--- RECORDED DATA Enclosed Below ---

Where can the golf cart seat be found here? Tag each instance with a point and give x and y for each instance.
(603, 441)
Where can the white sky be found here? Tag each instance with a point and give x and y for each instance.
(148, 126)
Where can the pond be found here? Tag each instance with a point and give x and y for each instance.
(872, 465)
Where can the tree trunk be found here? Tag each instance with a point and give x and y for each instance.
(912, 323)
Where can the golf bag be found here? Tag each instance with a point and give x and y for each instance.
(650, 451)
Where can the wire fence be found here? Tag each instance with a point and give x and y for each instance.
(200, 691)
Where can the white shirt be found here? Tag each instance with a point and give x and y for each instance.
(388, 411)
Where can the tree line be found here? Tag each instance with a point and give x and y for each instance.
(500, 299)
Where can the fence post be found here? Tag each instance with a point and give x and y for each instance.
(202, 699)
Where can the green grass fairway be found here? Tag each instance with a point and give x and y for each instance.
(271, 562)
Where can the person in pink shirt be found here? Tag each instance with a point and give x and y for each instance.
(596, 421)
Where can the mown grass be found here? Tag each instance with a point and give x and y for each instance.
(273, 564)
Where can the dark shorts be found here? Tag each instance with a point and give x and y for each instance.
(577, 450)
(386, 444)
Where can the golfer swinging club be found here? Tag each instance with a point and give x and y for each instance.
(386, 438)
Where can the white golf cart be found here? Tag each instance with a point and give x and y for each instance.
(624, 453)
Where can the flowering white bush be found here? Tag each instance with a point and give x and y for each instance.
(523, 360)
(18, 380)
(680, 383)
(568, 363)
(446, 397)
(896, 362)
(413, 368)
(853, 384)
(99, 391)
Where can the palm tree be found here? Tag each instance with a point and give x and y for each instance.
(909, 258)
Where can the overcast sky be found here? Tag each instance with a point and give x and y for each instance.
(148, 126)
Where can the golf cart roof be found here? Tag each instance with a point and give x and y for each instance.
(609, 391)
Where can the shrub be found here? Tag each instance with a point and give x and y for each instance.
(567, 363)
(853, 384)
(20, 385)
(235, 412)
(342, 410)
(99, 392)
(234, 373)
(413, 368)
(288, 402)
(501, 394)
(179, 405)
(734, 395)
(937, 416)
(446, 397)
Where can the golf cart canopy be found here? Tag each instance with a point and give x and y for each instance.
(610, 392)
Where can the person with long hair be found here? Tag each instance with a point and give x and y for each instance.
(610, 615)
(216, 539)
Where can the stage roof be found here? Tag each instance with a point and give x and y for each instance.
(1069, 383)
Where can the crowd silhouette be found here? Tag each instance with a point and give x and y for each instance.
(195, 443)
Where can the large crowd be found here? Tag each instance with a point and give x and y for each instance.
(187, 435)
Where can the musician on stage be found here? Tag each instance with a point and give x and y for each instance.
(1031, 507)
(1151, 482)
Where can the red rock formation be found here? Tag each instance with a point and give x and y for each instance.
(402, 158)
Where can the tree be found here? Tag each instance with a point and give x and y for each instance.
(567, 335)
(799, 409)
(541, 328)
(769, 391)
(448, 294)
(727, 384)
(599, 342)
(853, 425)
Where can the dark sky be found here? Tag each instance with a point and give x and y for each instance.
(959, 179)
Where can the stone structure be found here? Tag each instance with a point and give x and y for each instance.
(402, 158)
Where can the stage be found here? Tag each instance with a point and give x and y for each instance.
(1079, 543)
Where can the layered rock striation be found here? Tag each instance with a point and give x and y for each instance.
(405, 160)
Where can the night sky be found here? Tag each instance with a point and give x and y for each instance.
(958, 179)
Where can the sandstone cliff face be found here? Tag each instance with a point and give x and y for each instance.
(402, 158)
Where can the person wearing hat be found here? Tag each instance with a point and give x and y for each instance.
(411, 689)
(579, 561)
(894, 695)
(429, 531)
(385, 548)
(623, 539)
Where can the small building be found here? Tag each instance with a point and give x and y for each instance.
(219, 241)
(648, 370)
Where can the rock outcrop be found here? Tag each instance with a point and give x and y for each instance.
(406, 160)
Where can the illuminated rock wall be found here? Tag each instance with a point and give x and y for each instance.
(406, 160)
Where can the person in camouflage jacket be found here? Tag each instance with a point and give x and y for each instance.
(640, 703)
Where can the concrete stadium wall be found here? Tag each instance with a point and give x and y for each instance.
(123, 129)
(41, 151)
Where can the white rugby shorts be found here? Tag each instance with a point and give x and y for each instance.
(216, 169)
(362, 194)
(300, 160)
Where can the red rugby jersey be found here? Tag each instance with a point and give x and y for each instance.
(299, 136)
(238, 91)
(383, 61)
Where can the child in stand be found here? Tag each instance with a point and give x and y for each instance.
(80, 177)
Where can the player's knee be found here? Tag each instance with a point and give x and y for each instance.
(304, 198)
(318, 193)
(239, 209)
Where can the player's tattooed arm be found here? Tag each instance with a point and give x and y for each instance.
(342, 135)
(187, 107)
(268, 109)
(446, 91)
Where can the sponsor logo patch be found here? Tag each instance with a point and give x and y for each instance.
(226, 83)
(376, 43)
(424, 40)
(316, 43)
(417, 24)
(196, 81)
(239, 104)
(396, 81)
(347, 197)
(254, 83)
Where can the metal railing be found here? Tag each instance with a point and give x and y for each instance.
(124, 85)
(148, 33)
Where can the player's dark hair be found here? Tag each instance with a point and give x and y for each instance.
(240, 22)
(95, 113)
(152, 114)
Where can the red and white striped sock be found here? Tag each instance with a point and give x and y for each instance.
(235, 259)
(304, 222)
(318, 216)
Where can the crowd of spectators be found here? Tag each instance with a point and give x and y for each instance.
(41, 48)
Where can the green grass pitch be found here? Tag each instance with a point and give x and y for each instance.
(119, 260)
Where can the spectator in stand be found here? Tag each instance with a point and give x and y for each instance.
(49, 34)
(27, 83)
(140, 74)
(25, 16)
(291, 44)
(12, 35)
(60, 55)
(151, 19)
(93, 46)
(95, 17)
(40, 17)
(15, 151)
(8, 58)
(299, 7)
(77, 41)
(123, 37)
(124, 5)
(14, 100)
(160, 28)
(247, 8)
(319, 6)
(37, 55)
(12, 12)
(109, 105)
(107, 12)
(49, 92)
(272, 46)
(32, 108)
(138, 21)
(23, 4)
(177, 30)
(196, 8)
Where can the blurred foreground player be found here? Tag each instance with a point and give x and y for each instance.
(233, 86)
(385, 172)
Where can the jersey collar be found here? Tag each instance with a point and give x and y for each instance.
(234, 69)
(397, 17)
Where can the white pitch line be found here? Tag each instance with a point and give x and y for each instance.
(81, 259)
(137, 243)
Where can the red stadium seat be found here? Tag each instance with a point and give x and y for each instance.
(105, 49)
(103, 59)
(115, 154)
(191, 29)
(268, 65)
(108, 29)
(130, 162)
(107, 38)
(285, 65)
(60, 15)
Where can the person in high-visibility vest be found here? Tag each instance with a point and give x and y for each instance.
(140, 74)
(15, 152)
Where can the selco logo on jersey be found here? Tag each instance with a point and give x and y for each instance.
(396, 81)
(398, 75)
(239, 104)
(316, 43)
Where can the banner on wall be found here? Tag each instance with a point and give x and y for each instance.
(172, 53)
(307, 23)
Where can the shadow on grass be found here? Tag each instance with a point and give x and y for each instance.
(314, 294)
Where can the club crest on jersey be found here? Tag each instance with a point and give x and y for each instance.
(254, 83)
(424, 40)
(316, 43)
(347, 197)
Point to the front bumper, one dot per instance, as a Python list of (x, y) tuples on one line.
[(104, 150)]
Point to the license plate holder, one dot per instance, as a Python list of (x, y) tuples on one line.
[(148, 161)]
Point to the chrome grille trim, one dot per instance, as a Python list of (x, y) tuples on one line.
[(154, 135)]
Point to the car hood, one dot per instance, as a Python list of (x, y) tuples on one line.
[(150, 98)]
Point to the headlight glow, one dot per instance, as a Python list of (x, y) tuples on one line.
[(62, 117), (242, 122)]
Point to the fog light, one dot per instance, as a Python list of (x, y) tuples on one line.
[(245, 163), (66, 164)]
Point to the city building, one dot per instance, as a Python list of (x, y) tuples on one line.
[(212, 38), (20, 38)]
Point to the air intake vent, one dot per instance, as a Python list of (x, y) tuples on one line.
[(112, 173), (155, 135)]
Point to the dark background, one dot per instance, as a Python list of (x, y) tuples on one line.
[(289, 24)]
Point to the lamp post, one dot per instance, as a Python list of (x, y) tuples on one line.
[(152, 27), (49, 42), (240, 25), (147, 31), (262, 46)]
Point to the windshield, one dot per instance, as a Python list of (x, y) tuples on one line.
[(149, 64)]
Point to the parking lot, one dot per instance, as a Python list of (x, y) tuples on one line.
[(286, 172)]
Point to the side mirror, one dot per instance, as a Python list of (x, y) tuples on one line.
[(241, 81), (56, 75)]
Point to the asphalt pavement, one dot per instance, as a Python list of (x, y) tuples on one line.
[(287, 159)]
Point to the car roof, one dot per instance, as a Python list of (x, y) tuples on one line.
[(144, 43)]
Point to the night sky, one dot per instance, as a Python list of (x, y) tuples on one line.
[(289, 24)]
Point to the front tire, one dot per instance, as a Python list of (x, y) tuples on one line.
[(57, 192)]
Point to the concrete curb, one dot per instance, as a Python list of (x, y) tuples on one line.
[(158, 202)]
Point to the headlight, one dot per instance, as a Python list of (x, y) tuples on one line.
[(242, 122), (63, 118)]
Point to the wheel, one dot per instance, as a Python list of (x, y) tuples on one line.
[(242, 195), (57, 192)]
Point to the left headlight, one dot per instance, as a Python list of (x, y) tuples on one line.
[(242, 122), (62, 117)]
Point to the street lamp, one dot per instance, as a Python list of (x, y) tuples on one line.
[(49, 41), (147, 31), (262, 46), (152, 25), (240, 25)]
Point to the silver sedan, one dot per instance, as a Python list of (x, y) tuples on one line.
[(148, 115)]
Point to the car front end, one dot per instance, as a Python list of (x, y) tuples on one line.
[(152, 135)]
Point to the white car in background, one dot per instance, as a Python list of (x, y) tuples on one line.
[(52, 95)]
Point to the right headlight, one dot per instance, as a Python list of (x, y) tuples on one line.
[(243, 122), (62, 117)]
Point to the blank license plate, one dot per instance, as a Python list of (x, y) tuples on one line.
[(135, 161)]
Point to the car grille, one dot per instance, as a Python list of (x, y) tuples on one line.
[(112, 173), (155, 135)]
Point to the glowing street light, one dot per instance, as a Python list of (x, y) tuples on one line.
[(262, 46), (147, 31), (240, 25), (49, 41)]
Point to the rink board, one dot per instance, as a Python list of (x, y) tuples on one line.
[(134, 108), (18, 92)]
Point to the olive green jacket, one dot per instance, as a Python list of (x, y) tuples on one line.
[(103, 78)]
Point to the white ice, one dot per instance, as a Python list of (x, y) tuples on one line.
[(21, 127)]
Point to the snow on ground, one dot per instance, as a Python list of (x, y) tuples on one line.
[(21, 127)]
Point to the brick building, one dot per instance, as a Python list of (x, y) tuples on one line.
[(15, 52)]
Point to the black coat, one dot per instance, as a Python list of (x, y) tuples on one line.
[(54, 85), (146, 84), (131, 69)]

--- End of Enclosed RECORDED DATA ---

### WORK ITEM
Once the line with "Point to the car grille, one" is found, write out that line and every one after it through the last line of the records, exactly and with nothing else.

### RESULT OF THE EXERCISE
Point to the car grille, one dot per instance, as a Python list of (x, y) tuples on one line.
[(112, 173), (155, 135)]
Point to the glowing street light, one dot per instance, as a Python list of (x, y) tuples on one line.
[(262, 46), (147, 31), (240, 25), (49, 41)]
Point to the rink board, one dot per instance, as a Python list of (x, y) tuples on one line.
[(134, 108), (18, 92)]
Point to the olive green jacket, one dot per instance, as a Python list of (x, y) tuples on one line.
[(103, 78)]
Point to the white ice, one dot per instance, as a Python list of (x, y) tuples on one line.
[(21, 127)]
Point to the snow on ground, one dot per instance, as a Python list of (x, y) tuples on one line.
[(21, 127)]
Point to the brick building, one dot per instance, as a Python list of (x, y) tuples on one line.
[(15, 52)]
Point to the black coat, one dot per instance, as a Python list of (x, y) tuples on one line.
[(54, 85), (146, 84), (131, 69)]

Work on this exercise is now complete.